_EXERCISE OBJECTIVE:_
Lay out the data as a numbered list, omitting blank lines and covering only the lines between the line holding "Scouting pass: put a marker on the yellow wheel" and the line holding "[(822, 212), (666, 205)]", inclusive.

»»

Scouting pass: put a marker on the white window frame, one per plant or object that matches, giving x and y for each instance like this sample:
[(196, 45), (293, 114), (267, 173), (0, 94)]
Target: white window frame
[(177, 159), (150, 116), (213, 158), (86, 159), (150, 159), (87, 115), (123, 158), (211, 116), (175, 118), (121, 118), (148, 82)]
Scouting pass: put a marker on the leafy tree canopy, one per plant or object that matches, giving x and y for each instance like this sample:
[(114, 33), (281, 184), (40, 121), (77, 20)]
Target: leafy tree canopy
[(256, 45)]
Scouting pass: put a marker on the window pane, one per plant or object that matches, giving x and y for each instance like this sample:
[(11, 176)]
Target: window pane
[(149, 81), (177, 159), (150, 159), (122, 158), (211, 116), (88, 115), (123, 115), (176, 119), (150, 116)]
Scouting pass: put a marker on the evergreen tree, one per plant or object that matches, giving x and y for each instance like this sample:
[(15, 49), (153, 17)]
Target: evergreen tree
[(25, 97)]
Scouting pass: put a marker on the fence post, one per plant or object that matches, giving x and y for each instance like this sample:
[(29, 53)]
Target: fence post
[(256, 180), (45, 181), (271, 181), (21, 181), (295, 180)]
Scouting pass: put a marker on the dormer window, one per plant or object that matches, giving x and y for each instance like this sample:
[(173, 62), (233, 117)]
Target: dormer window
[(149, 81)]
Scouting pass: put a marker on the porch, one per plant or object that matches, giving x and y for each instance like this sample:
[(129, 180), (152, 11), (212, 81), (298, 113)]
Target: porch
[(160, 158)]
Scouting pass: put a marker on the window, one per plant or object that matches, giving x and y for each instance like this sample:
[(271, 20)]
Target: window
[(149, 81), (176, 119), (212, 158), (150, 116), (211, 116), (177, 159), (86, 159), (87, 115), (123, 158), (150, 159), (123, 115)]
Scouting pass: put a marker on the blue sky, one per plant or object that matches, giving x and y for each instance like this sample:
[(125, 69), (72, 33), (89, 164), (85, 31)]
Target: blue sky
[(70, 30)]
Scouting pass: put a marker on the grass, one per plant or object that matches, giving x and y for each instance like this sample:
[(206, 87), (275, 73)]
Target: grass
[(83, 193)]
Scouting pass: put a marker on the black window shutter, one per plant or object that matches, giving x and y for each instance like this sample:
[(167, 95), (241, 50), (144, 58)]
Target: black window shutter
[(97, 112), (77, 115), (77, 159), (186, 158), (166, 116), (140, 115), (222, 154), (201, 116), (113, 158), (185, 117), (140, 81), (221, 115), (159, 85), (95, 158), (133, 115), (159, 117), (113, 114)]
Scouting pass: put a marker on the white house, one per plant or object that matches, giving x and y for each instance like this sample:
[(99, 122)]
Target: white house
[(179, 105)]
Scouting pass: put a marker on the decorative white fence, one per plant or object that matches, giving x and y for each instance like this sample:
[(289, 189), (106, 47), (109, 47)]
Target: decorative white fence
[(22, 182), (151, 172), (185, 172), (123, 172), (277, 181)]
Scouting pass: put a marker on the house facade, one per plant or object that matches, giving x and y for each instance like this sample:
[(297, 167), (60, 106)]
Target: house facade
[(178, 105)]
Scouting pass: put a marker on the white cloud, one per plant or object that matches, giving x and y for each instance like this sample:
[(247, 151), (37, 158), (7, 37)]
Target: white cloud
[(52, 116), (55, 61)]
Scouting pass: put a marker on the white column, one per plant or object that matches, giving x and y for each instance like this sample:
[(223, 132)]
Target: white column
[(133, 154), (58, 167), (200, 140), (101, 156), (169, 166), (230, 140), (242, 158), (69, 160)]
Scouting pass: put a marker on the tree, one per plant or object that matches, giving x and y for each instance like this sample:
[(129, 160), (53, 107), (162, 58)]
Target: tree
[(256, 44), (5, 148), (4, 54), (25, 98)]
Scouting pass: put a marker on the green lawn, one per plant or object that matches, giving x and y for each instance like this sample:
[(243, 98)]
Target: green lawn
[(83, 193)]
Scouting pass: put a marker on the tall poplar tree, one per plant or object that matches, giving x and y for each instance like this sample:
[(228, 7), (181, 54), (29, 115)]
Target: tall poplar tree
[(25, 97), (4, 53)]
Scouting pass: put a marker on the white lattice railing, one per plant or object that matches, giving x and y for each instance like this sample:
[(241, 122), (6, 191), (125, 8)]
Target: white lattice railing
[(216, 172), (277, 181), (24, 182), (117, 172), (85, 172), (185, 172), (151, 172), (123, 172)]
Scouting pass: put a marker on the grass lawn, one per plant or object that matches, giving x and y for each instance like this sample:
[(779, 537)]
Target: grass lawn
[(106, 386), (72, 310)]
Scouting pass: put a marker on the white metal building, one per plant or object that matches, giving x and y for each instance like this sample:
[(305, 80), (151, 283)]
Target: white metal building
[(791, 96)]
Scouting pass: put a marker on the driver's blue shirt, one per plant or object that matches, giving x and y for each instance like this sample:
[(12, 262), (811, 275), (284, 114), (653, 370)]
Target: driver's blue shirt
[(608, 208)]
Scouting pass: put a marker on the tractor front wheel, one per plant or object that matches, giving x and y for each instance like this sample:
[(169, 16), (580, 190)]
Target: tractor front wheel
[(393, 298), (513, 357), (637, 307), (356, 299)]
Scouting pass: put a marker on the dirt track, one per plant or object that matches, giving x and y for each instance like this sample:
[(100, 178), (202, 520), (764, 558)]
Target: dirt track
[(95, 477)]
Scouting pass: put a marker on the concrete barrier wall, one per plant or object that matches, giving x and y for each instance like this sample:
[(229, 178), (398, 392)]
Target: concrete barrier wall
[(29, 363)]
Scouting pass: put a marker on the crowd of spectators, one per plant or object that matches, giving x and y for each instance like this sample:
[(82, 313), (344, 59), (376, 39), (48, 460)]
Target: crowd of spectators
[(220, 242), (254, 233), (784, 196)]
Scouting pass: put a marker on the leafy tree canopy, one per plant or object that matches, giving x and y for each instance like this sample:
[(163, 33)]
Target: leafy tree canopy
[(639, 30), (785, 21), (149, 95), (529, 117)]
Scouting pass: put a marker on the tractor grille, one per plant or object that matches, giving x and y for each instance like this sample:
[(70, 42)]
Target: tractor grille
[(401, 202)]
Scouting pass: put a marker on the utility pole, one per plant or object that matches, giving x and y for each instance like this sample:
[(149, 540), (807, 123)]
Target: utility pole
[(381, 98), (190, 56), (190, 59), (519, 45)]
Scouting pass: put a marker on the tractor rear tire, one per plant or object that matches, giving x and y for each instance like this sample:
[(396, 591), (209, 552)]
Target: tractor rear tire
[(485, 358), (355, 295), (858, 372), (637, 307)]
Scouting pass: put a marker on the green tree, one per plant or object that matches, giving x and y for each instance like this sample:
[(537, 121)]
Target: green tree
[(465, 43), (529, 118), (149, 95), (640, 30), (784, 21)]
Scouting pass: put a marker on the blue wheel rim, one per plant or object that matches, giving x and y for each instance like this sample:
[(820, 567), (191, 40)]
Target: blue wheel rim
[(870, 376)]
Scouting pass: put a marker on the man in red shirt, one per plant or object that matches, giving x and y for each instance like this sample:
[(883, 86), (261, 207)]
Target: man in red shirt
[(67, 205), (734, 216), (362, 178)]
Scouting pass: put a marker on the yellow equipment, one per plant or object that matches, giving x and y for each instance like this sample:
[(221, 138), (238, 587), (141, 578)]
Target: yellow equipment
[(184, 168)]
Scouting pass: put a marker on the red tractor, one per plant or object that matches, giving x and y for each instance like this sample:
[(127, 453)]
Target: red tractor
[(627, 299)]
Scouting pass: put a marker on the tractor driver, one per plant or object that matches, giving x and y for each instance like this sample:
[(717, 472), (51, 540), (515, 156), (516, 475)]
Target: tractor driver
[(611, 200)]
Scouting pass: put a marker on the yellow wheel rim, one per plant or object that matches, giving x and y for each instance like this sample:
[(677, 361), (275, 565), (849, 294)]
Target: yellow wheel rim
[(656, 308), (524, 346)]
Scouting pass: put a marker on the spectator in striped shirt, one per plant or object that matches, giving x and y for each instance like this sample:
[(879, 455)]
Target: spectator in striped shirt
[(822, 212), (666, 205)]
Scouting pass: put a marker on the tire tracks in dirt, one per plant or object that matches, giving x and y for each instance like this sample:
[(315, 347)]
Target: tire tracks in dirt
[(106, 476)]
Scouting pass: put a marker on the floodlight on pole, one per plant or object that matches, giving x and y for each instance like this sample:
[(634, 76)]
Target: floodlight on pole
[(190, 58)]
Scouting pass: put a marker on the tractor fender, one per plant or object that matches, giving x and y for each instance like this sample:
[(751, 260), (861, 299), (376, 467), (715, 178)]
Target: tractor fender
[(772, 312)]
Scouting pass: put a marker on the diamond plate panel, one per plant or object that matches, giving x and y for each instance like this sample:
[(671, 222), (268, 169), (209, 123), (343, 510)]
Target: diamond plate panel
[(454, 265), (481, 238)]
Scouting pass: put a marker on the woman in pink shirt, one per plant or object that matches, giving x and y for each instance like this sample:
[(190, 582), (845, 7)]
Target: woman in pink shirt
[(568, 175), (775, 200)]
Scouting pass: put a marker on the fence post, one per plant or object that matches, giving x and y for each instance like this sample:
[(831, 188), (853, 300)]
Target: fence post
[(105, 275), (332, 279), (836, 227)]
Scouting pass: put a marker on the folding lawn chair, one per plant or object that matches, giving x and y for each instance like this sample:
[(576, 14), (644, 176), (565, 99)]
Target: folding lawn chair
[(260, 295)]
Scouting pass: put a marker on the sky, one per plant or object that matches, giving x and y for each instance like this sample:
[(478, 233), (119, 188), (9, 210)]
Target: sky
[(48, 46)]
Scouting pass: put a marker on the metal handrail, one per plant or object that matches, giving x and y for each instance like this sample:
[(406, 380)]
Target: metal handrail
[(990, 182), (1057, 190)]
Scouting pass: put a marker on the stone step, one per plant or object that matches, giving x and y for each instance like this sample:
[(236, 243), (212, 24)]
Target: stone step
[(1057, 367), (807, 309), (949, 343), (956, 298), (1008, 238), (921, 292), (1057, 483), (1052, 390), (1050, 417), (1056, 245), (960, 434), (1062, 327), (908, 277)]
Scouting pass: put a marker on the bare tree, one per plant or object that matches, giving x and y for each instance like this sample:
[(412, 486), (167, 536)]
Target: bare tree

««

_SOLUTION TO THIS EXERCISE:_
1. Scouting pass: put a marker on the yellow wheel rim, one per plant or object that matches, giving x and y for each instance like this sample:
2. [(677, 361), (275, 565), (849, 294)]
3. Target: yellow wheel rim
4. [(656, 308), (524, 346)]
5. Scouting pass: put a marker on the spectator in striped shirt, one per plant or object that matches, giving x and y for each instance like this sample:
6. [(879, 455)]
7. Target: spectator in striped shirt
8. [(822, 212), (666, 205)]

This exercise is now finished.